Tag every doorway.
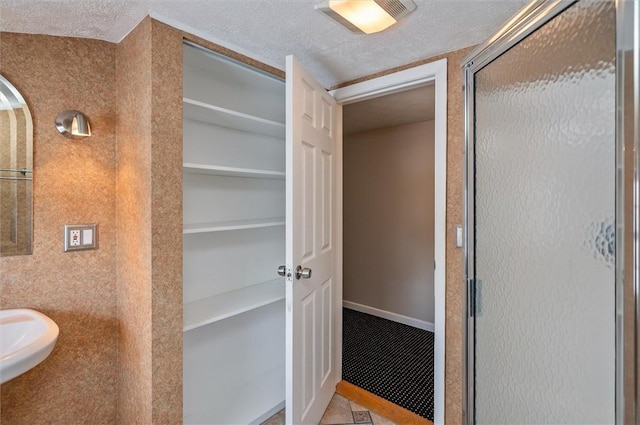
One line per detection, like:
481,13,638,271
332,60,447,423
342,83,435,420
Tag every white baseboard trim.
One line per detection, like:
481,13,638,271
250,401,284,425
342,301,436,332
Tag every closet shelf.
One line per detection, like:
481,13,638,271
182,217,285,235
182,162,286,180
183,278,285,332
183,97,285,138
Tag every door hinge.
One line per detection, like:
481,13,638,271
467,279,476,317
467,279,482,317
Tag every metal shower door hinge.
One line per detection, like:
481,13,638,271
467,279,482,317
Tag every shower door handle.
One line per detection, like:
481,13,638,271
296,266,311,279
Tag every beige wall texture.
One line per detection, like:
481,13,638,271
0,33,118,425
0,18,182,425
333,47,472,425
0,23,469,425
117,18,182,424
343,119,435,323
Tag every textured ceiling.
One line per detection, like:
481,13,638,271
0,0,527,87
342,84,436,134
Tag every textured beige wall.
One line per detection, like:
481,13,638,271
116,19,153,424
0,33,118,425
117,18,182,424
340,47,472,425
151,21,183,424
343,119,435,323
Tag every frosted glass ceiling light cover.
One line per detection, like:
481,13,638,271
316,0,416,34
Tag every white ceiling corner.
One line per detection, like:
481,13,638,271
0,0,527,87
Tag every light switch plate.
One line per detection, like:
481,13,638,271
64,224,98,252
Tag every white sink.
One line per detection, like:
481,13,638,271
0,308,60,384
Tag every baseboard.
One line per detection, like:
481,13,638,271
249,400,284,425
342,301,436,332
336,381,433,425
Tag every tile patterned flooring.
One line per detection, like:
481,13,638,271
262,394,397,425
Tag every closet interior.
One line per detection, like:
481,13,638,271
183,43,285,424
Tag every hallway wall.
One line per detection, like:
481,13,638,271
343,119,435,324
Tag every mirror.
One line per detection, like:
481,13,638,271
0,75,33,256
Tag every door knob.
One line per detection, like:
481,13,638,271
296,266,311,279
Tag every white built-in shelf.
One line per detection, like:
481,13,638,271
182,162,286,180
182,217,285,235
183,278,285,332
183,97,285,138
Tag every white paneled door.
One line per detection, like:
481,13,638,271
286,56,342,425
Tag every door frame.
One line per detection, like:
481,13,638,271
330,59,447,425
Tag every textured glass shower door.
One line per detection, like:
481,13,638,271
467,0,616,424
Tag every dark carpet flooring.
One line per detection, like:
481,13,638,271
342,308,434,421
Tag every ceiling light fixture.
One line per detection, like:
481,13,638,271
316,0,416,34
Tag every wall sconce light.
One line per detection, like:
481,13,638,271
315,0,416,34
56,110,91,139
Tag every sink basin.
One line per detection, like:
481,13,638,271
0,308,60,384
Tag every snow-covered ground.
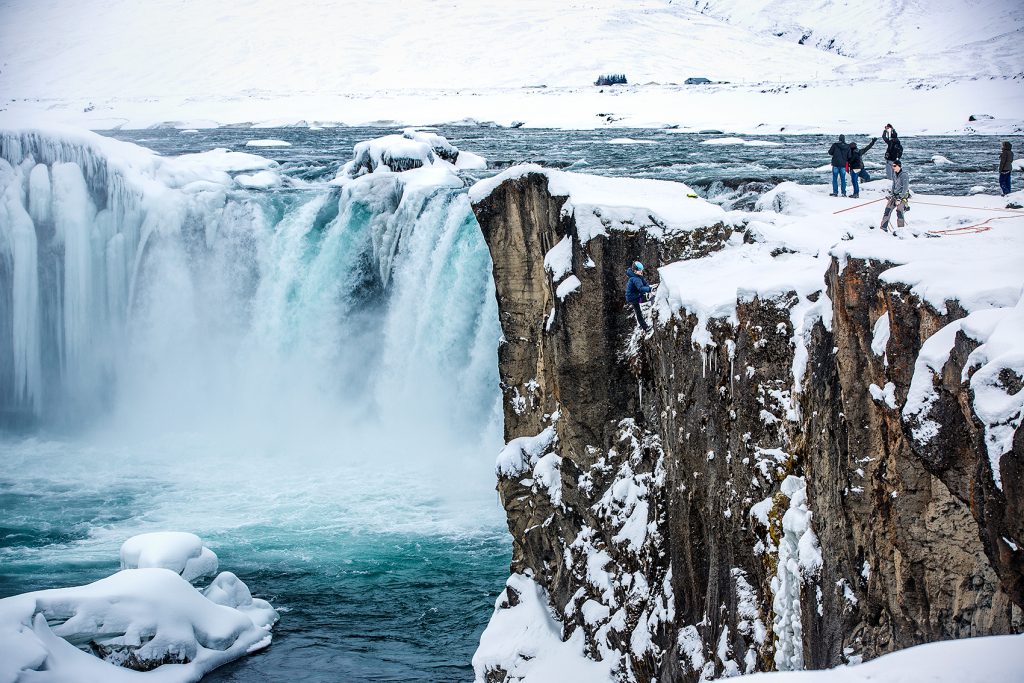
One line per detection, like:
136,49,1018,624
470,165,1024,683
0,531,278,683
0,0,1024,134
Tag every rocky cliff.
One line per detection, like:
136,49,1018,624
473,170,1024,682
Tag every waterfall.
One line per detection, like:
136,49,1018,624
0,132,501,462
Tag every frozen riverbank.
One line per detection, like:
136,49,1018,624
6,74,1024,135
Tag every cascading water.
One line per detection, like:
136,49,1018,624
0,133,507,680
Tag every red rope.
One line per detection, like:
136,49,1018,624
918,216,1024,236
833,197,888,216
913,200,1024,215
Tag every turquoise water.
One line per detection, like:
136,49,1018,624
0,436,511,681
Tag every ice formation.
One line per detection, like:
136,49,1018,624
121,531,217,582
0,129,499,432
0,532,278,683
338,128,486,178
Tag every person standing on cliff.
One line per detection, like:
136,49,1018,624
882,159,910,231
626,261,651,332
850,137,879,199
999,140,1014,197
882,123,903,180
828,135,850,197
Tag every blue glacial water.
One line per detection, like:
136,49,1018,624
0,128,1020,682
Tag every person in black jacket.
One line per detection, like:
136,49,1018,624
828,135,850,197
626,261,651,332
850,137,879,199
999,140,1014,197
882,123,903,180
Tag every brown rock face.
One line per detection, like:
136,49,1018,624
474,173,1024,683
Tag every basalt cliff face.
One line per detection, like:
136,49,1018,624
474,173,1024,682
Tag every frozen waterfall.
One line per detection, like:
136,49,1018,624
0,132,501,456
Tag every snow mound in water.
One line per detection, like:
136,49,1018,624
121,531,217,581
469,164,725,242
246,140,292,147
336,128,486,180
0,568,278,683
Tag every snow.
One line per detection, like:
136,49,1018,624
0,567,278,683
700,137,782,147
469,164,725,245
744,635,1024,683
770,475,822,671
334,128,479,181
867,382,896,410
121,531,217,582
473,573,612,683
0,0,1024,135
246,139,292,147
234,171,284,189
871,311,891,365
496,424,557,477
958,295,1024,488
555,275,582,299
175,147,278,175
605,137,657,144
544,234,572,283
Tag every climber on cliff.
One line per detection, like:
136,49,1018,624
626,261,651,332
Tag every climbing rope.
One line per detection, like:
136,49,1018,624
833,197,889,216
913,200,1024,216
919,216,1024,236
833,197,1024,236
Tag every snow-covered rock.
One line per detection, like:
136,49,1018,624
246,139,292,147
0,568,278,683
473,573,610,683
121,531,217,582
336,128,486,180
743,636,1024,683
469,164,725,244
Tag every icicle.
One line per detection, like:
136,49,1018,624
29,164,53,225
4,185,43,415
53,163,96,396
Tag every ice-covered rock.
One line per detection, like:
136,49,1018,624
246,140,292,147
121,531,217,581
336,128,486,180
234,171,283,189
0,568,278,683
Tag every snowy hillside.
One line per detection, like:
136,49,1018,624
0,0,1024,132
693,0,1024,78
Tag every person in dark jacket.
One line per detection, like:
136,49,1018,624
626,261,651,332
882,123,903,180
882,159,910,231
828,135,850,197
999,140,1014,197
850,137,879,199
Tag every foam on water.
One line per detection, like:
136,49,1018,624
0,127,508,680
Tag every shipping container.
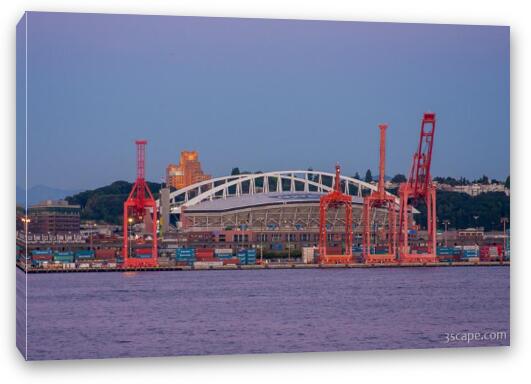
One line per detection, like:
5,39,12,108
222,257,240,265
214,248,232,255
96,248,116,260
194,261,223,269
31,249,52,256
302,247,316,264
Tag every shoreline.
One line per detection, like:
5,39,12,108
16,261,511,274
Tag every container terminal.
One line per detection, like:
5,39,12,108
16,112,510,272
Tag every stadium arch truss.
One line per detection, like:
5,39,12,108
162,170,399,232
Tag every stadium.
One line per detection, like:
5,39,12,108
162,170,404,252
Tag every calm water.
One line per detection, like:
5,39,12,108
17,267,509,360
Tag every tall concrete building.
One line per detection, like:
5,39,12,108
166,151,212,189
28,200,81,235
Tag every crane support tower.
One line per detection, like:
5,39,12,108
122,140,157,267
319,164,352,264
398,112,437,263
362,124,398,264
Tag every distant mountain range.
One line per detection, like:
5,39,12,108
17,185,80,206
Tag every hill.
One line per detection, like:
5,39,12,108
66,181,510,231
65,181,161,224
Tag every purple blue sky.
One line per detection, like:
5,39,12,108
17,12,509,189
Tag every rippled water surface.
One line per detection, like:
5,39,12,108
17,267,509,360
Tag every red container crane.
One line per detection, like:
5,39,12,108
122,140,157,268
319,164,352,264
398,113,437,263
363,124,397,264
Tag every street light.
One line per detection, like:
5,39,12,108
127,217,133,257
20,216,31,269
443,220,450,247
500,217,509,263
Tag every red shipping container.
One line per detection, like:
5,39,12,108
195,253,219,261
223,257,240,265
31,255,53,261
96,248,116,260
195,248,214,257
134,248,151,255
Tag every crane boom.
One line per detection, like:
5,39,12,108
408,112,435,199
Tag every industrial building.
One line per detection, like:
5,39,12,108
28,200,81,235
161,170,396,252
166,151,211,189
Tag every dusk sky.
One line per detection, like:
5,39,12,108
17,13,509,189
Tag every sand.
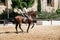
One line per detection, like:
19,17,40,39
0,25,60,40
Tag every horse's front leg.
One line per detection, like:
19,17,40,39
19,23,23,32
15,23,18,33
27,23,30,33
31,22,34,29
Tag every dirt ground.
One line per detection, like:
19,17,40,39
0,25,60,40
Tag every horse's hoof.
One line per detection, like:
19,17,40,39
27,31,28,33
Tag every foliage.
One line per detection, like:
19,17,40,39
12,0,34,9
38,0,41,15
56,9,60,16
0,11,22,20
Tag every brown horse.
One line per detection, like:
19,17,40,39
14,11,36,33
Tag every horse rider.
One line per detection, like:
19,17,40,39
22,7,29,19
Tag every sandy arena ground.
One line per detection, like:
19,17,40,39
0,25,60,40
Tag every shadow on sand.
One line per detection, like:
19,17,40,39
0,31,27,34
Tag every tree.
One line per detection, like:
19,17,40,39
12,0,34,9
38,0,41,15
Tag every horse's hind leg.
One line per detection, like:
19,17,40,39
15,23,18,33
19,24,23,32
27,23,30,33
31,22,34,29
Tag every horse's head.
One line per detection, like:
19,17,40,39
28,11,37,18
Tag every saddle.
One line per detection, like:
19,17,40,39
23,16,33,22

====

* Task directions:
Express everything in the records above, from the line containing "Tag every red container crane." down to the line containing "408,112,435,199", as a JSON list of strings with one string per line and blank lines omitted.

* Complete output:
[
  "Tag every red container crane.",
  "One line per detection, like:",
  "5,39,12,108",
  "122,140,157,268",
  "319,164,352,264",
  "398,113,437,263",
  "363,124,397,264",
  "Tag every street light.",
  "One line per detection, like:",
  "5,39,12,108",
  "127,217,133,257",
  "20,216,31,269",
  "443,220,450,247",
  "500,217,509,263",
  "Tag every red shipping container.",
  "One line per detection, like:",
  "5,39,12,108",
  "195,253,219,261",
  "223,257,240,265",
  "31,255,53,261",
  "96,248,116,260",
  "195,248,214,257",
  "134,248,151,255",
  "Tag every crane boom.",
  "One line per detection, like:",
  "5,39,12,108",
  "408,112,435,199"
]